--- Start Record set ---

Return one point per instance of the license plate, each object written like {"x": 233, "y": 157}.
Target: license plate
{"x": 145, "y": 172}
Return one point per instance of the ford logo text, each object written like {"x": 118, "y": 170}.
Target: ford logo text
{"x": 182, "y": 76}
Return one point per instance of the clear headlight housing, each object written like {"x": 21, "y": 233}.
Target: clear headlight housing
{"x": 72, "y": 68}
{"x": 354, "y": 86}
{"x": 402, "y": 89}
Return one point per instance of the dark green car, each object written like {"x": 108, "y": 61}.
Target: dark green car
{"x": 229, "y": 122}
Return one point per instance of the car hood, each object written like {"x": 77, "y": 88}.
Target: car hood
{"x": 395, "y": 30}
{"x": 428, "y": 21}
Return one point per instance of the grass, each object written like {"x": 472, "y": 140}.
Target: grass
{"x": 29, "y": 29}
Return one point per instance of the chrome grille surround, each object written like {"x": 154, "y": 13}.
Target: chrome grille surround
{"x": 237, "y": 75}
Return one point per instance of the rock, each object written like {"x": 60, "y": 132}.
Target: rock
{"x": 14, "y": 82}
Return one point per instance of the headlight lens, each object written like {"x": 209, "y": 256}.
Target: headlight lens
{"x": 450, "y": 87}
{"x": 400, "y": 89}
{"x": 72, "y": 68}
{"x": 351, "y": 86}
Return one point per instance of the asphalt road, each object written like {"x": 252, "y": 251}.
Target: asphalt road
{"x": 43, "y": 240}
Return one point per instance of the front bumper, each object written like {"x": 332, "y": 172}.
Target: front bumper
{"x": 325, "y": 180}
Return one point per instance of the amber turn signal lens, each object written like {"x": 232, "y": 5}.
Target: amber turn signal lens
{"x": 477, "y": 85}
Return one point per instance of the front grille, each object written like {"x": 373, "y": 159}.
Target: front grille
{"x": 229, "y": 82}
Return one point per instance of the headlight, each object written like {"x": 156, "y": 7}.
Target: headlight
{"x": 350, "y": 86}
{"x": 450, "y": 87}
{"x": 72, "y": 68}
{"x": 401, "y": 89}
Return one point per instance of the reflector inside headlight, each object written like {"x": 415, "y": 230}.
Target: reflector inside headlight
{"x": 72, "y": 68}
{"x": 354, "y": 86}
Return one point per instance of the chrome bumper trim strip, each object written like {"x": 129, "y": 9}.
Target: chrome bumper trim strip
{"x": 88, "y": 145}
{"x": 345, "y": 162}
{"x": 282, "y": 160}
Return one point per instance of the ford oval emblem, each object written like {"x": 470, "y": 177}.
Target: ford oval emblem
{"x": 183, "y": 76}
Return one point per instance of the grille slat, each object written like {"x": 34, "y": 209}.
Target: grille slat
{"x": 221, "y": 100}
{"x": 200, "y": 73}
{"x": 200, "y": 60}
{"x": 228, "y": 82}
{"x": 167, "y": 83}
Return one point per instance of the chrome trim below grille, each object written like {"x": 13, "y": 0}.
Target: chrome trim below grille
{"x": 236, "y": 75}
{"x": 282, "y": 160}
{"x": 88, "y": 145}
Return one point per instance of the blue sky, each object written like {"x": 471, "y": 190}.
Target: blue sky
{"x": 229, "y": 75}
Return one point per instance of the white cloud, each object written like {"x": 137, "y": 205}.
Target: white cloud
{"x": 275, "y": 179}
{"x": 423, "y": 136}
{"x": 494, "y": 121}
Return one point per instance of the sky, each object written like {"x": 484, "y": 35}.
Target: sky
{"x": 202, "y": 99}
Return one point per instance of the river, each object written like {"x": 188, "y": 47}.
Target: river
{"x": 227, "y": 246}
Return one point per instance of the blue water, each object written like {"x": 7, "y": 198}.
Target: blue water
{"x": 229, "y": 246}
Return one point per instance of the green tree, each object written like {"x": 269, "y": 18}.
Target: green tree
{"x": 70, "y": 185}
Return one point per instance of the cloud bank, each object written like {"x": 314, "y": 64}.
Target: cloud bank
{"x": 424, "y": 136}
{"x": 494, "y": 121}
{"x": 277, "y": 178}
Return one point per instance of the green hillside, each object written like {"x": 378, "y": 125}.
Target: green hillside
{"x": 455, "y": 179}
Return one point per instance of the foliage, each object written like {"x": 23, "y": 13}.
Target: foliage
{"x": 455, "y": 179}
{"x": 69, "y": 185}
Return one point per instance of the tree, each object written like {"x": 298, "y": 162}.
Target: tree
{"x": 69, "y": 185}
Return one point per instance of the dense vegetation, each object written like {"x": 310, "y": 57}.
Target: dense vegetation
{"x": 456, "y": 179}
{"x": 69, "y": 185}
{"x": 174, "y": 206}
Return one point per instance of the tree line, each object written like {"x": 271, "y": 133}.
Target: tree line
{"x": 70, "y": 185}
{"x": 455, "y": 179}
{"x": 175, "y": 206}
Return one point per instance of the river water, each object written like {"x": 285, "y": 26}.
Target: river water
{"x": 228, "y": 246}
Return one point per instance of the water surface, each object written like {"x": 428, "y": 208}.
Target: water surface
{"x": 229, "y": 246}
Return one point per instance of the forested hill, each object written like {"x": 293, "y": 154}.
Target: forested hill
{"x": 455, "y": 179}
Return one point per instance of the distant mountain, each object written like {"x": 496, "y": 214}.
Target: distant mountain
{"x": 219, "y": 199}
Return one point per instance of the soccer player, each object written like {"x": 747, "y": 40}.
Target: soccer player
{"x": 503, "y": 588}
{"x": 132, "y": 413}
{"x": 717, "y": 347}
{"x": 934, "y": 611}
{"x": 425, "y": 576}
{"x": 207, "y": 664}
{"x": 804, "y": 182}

--- End Record set ---

Given instruction: Copy every line of the records from the line holding "Return one point per instance of the soccer" through the end of the records, both ends included and requests included. Lower each x and y coordinate in the answer points by 103, and leave the numbers in the requests unchanged.

The output:
Return one point per instance of the soccer player, each object written like {"x": 747, "y": 40}.
Target: soccer player
{"x": 400, "y": 485}
{"x": 29, "y": 310}
{"x": 614, "y": 244}
{"x": 831, "y": 508}
{"x": 322, "y": 473}
{"x": 104, "y": 561}
{"x": 701, "y": 79}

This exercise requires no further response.